Position annotation records:
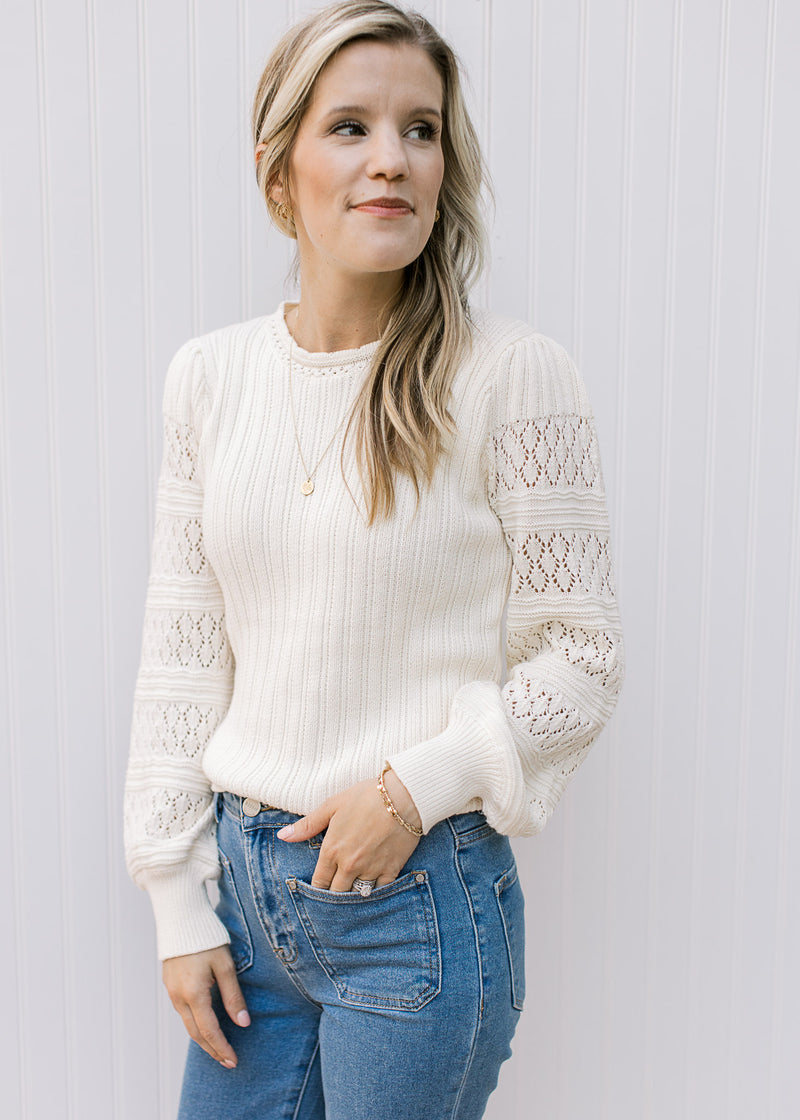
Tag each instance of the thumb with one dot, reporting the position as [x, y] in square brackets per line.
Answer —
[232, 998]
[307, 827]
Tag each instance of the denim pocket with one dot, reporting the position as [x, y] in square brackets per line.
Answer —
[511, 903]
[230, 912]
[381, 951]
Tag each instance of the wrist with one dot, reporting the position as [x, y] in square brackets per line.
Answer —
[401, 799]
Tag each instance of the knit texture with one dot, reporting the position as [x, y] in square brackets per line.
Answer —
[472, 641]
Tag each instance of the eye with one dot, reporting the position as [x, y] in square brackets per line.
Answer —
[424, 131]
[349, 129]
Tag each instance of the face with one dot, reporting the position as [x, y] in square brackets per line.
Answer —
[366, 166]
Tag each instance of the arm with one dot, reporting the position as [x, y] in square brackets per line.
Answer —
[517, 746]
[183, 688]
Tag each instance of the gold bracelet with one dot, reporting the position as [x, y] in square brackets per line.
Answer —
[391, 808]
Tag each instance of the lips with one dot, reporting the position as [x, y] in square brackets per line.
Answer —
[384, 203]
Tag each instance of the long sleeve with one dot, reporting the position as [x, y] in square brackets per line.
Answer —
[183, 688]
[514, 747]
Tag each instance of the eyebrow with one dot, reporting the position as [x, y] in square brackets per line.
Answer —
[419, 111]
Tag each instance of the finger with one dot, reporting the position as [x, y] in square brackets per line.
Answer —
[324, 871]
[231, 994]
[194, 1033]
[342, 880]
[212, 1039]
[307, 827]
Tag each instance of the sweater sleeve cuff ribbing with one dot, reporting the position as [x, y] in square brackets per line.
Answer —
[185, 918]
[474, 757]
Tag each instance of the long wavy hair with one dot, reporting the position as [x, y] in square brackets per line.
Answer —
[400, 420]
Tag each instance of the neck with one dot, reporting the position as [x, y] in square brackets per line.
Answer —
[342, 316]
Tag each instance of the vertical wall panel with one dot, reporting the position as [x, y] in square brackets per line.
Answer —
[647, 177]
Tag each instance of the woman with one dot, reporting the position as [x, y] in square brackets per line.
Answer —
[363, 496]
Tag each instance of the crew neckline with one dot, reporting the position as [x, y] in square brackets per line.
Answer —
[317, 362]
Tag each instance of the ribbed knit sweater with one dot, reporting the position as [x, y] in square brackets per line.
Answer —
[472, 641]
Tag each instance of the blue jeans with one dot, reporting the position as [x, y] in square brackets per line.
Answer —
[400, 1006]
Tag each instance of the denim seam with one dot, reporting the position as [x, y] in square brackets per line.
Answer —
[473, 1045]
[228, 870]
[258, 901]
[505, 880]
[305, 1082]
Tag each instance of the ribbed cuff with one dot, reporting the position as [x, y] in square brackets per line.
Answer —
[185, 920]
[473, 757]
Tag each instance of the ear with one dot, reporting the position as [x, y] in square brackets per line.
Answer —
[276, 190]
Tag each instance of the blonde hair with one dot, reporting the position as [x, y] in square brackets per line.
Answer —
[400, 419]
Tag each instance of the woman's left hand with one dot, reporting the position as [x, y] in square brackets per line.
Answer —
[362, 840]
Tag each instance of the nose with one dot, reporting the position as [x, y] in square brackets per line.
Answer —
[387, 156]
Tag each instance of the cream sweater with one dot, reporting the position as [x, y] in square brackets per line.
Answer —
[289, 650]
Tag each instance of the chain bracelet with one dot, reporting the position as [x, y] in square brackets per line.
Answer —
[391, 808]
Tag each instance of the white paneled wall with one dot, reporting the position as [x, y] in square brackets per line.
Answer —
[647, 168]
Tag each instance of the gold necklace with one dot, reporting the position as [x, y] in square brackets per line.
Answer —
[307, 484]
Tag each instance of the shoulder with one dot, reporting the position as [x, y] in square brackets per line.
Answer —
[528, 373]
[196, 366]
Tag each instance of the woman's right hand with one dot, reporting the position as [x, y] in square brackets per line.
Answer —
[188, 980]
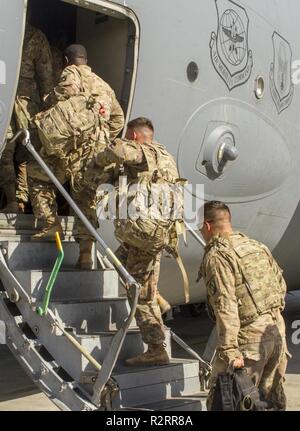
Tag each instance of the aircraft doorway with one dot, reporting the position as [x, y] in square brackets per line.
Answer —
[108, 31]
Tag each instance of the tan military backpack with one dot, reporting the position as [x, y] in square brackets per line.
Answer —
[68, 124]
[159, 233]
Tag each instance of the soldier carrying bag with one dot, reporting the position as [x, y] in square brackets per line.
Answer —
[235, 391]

--

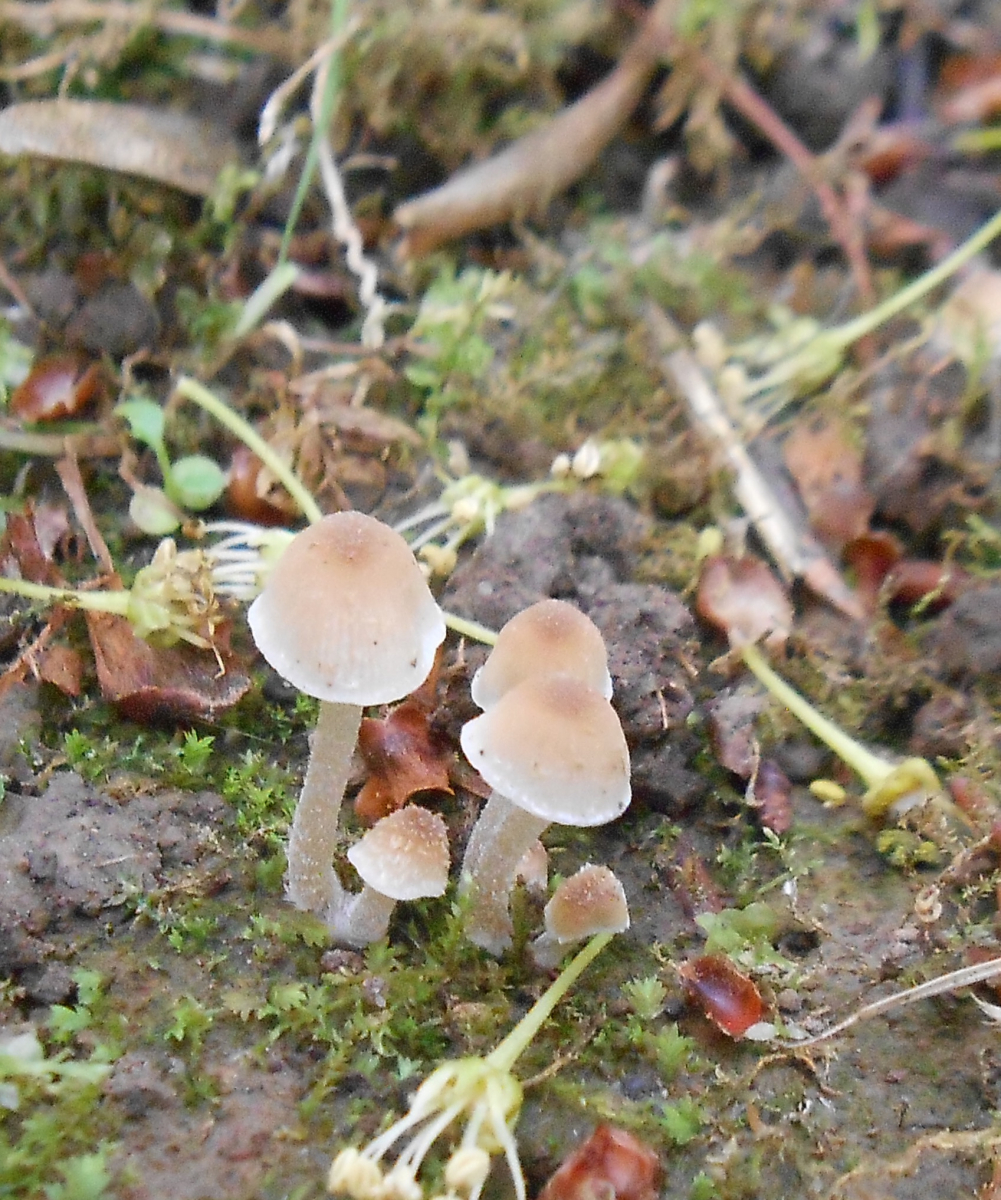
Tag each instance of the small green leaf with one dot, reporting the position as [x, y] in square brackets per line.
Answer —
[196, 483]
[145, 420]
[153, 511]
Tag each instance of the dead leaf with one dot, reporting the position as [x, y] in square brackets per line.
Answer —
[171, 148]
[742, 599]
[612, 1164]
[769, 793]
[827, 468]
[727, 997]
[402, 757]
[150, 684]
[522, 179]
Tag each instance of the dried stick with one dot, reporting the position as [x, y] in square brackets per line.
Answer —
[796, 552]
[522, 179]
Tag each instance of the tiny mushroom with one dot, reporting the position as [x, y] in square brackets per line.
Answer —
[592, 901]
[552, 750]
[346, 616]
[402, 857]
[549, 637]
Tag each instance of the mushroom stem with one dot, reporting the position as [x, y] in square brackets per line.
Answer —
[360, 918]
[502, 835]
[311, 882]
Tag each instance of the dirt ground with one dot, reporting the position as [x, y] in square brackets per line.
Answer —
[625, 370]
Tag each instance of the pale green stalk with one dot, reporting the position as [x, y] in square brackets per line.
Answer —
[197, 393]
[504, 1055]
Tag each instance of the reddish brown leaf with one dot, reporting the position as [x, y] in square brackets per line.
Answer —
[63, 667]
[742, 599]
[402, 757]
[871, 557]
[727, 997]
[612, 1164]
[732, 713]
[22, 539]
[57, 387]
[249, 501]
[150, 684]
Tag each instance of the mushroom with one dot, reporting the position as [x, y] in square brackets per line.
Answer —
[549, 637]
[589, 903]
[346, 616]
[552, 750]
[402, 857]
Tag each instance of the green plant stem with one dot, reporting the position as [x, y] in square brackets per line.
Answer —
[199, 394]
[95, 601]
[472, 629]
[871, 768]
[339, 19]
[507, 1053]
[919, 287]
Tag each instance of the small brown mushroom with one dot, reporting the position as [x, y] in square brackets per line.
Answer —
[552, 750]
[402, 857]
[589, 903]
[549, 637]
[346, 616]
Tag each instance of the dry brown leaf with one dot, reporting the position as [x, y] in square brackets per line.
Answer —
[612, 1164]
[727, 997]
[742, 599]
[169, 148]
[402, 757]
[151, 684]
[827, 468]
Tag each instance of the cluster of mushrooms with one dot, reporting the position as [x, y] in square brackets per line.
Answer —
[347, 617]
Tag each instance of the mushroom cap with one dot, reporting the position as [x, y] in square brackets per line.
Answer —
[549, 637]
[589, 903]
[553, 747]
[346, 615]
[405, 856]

> WHAT THE TASK REQUIRES: Identify each line in the records above that contains the word "green" and copy those lines out. Case matters.

> TASK RESPONSE:
Tag each instance of the small green leaf with one dot, reporting the position as [x, y] in square brackets per line.
Tag each instance of the pale green stalk with one dot, reporting the position as [x, y] in square brackets per line.
Tag each instance of the green plant stem with one dot, reporting the position as [x, y] in square brackets per line.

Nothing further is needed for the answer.